Return every record in full. Match each one exactly.

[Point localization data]
☆ ☆ ☆ ☆

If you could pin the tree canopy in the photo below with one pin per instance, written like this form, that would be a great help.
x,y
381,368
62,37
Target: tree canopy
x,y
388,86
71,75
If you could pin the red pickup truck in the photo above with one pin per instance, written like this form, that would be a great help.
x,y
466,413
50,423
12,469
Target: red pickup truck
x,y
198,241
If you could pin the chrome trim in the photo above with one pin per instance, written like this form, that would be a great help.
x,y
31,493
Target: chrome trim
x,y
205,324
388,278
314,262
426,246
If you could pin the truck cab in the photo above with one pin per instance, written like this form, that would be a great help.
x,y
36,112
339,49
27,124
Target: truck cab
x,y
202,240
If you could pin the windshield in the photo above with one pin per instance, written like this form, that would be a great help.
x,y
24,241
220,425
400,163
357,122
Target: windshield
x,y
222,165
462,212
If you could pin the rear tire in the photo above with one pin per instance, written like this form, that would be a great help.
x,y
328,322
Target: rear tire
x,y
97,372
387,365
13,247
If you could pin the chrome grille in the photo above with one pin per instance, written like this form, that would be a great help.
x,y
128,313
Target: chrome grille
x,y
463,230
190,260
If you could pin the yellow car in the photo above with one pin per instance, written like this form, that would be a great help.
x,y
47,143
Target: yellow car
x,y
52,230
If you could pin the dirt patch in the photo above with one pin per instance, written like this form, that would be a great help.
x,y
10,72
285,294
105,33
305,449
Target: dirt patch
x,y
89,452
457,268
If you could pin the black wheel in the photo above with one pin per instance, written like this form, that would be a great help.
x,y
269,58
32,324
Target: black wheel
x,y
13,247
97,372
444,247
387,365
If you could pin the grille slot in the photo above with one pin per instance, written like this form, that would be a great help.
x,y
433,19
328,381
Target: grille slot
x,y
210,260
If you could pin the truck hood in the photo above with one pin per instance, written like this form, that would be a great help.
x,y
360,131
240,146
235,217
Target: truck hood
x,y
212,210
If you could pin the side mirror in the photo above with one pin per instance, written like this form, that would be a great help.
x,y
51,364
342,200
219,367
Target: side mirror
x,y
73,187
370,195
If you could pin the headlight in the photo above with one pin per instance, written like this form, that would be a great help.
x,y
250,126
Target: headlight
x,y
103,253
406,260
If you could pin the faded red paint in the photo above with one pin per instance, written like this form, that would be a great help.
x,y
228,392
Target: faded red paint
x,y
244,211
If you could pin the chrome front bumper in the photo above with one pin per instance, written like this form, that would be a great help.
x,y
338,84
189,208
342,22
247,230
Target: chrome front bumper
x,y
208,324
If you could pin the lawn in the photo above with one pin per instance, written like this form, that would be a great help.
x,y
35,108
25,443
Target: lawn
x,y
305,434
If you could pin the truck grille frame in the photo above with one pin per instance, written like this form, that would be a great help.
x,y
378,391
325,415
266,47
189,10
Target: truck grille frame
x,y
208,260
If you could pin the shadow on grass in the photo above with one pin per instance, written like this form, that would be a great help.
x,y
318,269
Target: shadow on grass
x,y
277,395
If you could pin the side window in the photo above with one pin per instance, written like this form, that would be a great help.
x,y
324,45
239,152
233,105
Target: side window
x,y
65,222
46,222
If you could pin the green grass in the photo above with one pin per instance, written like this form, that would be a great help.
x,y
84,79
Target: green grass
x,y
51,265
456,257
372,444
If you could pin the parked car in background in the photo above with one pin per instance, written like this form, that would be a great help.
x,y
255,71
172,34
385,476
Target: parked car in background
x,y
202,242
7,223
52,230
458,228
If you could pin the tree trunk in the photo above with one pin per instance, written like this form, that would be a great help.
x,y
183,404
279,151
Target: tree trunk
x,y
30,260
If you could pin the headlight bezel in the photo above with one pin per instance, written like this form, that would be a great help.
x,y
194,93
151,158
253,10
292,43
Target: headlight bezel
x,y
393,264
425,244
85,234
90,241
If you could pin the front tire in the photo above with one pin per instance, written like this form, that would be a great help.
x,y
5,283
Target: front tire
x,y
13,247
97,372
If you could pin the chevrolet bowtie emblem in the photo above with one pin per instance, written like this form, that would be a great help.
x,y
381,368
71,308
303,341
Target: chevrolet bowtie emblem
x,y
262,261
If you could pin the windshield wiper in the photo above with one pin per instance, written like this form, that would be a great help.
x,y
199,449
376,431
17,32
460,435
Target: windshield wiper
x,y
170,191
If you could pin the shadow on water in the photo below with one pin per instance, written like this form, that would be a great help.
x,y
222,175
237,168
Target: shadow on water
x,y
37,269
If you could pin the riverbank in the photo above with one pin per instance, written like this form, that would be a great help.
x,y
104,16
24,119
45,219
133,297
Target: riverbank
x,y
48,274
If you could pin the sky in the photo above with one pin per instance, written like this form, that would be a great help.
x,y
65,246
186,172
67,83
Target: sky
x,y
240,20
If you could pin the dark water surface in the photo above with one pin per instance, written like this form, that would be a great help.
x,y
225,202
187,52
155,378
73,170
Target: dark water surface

☆ ☆ ☆ ☆

### TASK ANSWER
If you could pin the tree canopy in the photo below with one pin per instance, written like this form, that would be a great help.
x,y
381,368
62,37
Target: tree canopy
x,y
388,86
71,75
If you could pin the red pickup truck in the photo above with one pin per instance, written like this form, that would be a great help.
x,y
466,413
50,423
12,469
Target: red pickup truck
x,y
198,241
If you could pin the chrome trim in the photo above with one pin per instance, written like this form, that would be a great help.
x,y
31,493
Target: chrome trim
x,y
205,324
388,278
314,262
426,246
If you could pin the truck cab in the photo above with one pin per instance, written like this form, that would be a great help.
x,y
36,112
339,49
27,124
Target: truck cab
x,y
202,240
If you could pin the windshield in the photo above with one pin per instance, written like this form, that would be a great help.
x,y
24,241
220,425
400,163
357,122
Target: windshield
x,y
222,165
462,212
If you could pin the rear tire in the photo above with one pin per instance, written like this form, that would be a great help.
x,y
328,322
Target: rear tire
x,y
97,372
387,365
13,247
If you could pin the chrome grille in the photo above with one pin per instance, written like this form, that would be a great help.
x,y
128,313
Target: chrome grille
x,y
463,230
190,260
If you could pin the yellow car in the photo above with one pin per instance, written like this form, that would be a great help.
x,y
47,143
Target: yellow car
x,y
52,230
If you could pin the dirt patch in the photo above with one pin per instance, written like this form, that would be a great help.
x,y
10,72
285,294
105,33
305,449
Target: dirt patch
x,y
89,452
457,268
If you could pin the black wheel in the photo above with one pin per instance, written like this form, that would be a great help.
x,y
269,58
32,324
Target: black wheel
x,y
13,247
97,372
444,247
387,365
If you could pin the grille slot in the photo above with one pin per instance, written like this form, that would be a great help.
x,y
433,19
328,381
Target: grille slot
x,y
210,260
If you could pin the truck hood in the photo above with one pin per instance, written like this form, that would be a great help.
x,y
360,131
240,146
235,217
Target: truck hood
x,y
212,210
If you could pin the side mirror in the photo above with one pin per instance, written like this form, that would be a great help.
x,y
51,364
342,200
219,367
Target: side mirror
x,y
73,187
370,195
If you could pin the headlight in the photo above with one pin per instance, written like this form, that would be a great help.
x,y
250,126
Target: headlight
x,y
103,253
406,260
If you could pin the faded red paint in the photo above with one pin per instance, written like this form, that would be a great help.
x,y
228,392
Target: faded red paint
x,y
244,211
If you could pin the chrome front bumper in the photo above with one pin per instance, written like this form, that would be a great help.
x,y
338,84
189,208
342,22
247,230
Target: chrome front bumper
x,y
208,324
If you could pin the lawn in the photo above with one pin per instance, written like this form, that would be a great help.
x,y
35,108
25,443
Target: lawn
x,y
305,434
If you could pin the truck grille frame in the photo above with one pin per instance, written like this form, that would be a great help.
x,y
378,391
325,415
266,47
189,10
Target: truck grille frame
x,y
208,260
If you could pin the shadow on grass in the photo above with one pin per instance, written like this form, that would be a great help.
x,y
318,269
Target: shadow on grass
x,y
277,395
If you could pin the side window in the photo above with one pin per instance, written like this form, that would be a great help.
x,y
324,45
239,152
233,105
Target: side window
x,y
65,222
46,222
If you could pin the green grass in the photo above with one pin per instance, written like this form, that would be a great help.
x,y
84,79
Target: green grass
x,y
51,265
456,257
372,444
If you could pin the parked car in background in the photo above with one pin per instance, written like this form, that would be a great help.
x,y
255,71
172,34
385,476
Target: parked car in background
x,y
202,242
7,223
52,230
458,228
If you could pin the tree trunk in the photo above with one pin per instance, written like this form, that would be a great help.
x,y
183,404
279,151
Target: tree trunk
x,y
30,260
If you could pin the headlight bezel in the photo above with one pin per instance, written like this form, that would be a great help.
x,y
194,93
151,158
253,10
292,43
Target: headlight bezel
x,y
393,264
425,244
85,234
90,241
If you could pin the front tire in the photo above with one pin per instance, written like this form, that would be a great help.
x,y
5,283
Target: front tire
x,y
13,247
97,372
If you could pin the chevrolet bowtie emblem in the photo above with one pin per instance, written like this form, that would be a great help.
x,y
381,368
71,308
303,341
Target: chevrolet bowtie emblem
x,y
262,261
If you could pin the windshield wiper in the photo above with one pin per instance, written like this form, that would be a great help.
x,y
199,449
376,431
17,32
460,435
Target: windshield wiper
x,y
170,191
If you could pin the shadow on water in the photo below with one pin per instance, written like this form, that would be a great help.
x,y
222,175
237,168
Target: shadow on water
x,y
37,269
If you could pin the riverbank in the photo above with one pin per instance, written like this form, that would be a great help.
x,y
104,16
24,119
45,219
133,297
Target: riverbank
x,y
48,274
If you could pin the sky in the photo above with one pin per instance, written like this form, that would be a great help.
x,y
65,246
186,172
67,83
Target: sky
x,y
240,20
If you could pin the dark water surface in the photo above with one pin per instance, written like this form, that would be a great help.
x,y
225,202
187,52
155,378
73,170
Target: dark water surface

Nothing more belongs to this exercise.